- Born: January 17, 1959 (age 67) San Francisco, USA
- Citizenship: Dutch
- Education: PhD International Relations
- Alma mater: Stanford University, University of St. Andrews
- Occupation: Professor Chief Diversity Officer Author
- Partner: Erik de Graaf
- Children: Julia de Graaf, Daniel de Graaf
- Writing career
- Genre: International Historical Fiction International Intrigue Fiction Children's Christian
- Notable works: Out of the Red Shadow, Dance Upon the Sea
- Notable awards: 2000 Christy Award, 2007 East European Christian Children's Book Award
- Website: annedegraaf.com

= Anne de Graaf =

Children's writer

Anne de Graaf (born 1959) is an American-born Dutch academic, diversity advocate and is the author of over 80 books, with 5 million sold worldwide. She has won the International Historical Fiction Christy Award in 2000 for Out of the Red Shadow, the final book of her Hidden Harvest series, and the East European Christian Children's Book Award in 2007 for Dance Upon the Sea. Anne de Graaf currently teaches Human Rights and Human Security; and Peace Lab at Amsterdam University College and serves as the Chief Diversity Officer at the University of Amsterdam.

### [Short exercise A]
Copy the profile of Anne de Graaf, everything from "Anne de Graaf (born" down to "University of Amsterdam.".
### [Short exercise B]
Based on the profile of Anne de Graaf, is each statement true? Answer yes or no for each and quote the words that decide it. (i) She holds Dutch citizenship. (ii) She won the Christy Award for Dance Upon the Sea. (iii) Her books have sold 5 million copies worldwide.
### [Short exercise C]
Write the next part of the profile of Anne de Graaf, picking up after its final sentence.

### [Records provided]
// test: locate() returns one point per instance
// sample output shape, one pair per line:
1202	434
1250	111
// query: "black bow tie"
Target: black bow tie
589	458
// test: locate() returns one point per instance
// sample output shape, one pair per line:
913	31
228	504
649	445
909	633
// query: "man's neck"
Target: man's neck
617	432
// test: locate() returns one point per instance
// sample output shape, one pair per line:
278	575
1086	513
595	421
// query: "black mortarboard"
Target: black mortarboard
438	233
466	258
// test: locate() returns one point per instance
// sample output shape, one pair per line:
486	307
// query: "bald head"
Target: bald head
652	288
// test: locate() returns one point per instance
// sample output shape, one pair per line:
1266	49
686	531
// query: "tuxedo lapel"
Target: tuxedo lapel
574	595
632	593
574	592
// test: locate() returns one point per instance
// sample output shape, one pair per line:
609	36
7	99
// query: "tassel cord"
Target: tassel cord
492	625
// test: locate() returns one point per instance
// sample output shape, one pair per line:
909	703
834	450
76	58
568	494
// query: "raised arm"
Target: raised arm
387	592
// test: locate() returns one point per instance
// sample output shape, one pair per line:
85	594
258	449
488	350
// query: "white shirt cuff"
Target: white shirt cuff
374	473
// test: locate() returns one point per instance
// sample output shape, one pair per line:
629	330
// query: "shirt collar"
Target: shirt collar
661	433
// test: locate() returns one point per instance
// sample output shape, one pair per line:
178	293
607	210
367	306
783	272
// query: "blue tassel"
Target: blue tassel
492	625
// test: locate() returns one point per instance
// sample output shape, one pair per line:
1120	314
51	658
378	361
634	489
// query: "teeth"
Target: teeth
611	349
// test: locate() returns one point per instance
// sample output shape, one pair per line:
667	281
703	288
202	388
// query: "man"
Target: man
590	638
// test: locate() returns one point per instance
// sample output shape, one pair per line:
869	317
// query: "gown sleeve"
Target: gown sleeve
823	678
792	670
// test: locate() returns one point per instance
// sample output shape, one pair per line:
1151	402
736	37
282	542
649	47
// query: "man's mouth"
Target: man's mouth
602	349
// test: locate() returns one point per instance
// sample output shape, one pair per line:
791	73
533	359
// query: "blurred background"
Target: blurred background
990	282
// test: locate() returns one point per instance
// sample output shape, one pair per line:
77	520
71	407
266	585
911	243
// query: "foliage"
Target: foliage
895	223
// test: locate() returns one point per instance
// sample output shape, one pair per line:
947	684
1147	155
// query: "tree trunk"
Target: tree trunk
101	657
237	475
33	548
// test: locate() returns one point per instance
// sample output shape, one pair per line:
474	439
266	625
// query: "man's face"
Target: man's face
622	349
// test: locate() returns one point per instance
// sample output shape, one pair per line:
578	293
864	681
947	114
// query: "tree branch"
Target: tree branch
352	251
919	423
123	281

### [Written answer A]
Anne de Graaf (born 1959) is an American-born Dutch academic, diversity advocate and is the author of over 80 books, with 5 million sold worldwide. She has won the International Historical Fiction Christy Award in 2000 for Out of the Red Shadow, the final book of her Hidden Harvest series, and the East European Christian Children's Book Award in 2007 for Dance Upon the Sea. Anne de Graaf currently teaches Human Rights and Human Security; and Peace Lab at Amsterdam University College and serves as the Chief Diversity Officer at the University of Amsterdam.

### [Written answer B]
(i) Yes: "Citizenship: Dutch". (ii) No: "She has won the International Historical Fiction Christy Award in 2000 for Out of the Red Shadow". (iii) Yes: "the author of over 80 books, with 5 million sold worldwide".

### [Written answer C]
Anne de Graaf was born in San Francisco, graduated from Stanford University, and received her PhD in International Relations from the University of St. Andrews. Her doctoral thesis, Speaking Peace into Being: Voice, Youth And Agency in a Deeply Divided Society', focused on the impact of the youth in post-conflict nations. Anne has lived in Ireland and the Netherlands with her husband and their two children. Besides her work as an author, lecturer and Chief Diversity Officer, de Graaf has also worked as a journalist for the Dutch National Press Club, and as an economics translator for the Dutch government. She is a member of the British Society of Authors in London and the Rotary Club Westland-Polanen in The Netherlands.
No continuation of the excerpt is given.